[Stored items from a collection]
========================================================================
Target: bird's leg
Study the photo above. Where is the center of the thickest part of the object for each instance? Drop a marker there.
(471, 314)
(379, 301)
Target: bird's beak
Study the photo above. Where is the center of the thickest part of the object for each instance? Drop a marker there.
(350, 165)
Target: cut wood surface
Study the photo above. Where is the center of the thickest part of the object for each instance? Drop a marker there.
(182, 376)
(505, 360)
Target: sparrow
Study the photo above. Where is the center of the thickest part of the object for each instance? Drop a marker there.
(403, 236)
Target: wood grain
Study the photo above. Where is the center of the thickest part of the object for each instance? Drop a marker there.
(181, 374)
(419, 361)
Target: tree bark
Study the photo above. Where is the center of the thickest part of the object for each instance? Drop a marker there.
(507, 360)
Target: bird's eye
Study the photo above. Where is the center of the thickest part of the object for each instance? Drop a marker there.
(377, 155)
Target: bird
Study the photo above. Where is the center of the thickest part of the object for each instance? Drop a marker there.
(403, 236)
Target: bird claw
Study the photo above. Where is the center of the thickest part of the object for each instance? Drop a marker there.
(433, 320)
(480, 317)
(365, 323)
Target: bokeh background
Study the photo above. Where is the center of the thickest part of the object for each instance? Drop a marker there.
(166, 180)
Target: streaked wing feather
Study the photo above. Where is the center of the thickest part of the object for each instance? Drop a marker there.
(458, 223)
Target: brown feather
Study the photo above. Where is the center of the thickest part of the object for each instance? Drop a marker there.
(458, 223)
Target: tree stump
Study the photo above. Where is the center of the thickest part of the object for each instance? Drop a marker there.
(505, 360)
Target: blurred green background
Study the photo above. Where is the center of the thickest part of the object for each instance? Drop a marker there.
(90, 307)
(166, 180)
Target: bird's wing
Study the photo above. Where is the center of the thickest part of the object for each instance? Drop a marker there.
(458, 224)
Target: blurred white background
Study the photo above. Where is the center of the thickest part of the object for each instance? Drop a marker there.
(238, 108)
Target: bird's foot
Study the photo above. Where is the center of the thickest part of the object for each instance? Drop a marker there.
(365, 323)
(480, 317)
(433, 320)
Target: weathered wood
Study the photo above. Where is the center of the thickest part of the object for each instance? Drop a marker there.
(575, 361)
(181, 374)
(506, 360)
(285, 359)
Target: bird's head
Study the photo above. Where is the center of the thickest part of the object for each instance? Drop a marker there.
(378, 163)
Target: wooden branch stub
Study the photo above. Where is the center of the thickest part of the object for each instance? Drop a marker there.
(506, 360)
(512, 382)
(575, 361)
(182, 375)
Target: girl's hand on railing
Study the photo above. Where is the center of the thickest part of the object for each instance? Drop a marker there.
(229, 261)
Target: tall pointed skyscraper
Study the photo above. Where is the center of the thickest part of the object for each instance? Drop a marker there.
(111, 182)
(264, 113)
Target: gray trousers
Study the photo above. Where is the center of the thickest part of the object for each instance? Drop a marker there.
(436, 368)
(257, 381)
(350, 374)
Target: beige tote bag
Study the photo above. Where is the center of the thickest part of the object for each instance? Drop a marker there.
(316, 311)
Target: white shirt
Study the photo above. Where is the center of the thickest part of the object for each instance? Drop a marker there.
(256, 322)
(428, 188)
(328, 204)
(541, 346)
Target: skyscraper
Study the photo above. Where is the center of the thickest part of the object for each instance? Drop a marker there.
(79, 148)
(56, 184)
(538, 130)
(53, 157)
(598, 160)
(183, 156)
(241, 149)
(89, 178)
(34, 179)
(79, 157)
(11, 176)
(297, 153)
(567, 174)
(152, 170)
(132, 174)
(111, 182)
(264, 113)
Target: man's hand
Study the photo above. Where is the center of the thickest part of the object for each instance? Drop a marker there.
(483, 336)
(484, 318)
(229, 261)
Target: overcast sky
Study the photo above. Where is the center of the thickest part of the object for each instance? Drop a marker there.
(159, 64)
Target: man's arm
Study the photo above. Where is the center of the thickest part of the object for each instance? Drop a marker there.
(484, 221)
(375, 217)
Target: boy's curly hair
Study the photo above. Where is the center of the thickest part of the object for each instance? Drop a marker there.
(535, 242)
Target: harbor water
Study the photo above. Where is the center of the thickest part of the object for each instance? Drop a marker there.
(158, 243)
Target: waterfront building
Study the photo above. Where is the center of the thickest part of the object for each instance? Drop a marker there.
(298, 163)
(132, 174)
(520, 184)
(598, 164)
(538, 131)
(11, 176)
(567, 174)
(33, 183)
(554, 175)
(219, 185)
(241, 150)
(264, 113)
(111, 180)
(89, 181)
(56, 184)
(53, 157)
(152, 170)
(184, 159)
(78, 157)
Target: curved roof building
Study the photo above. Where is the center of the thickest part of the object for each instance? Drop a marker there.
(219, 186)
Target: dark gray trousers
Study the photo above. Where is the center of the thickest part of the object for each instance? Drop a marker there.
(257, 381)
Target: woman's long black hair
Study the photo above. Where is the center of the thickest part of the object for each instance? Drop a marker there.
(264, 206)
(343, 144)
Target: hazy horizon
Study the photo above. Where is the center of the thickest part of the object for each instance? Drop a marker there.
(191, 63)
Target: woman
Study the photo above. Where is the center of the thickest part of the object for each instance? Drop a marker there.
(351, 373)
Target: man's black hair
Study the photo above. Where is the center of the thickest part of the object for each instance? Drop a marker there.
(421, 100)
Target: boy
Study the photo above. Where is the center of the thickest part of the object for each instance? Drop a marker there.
========================================================================
### What is asked
Rewrite the material starting at the line that contains "Target: man's black hair" and ending at its final line, requests included, and raise every coordinate in the answers by 82.

### Task result
Target: man's black hair
Study the photo above. Where is the center of the thickest part of the object for each instance? Drop a marker there.
(503, 182)
Target: boy
Study the photo above. Where is the center of the thickest part of the object for each instance? Drop a marker there.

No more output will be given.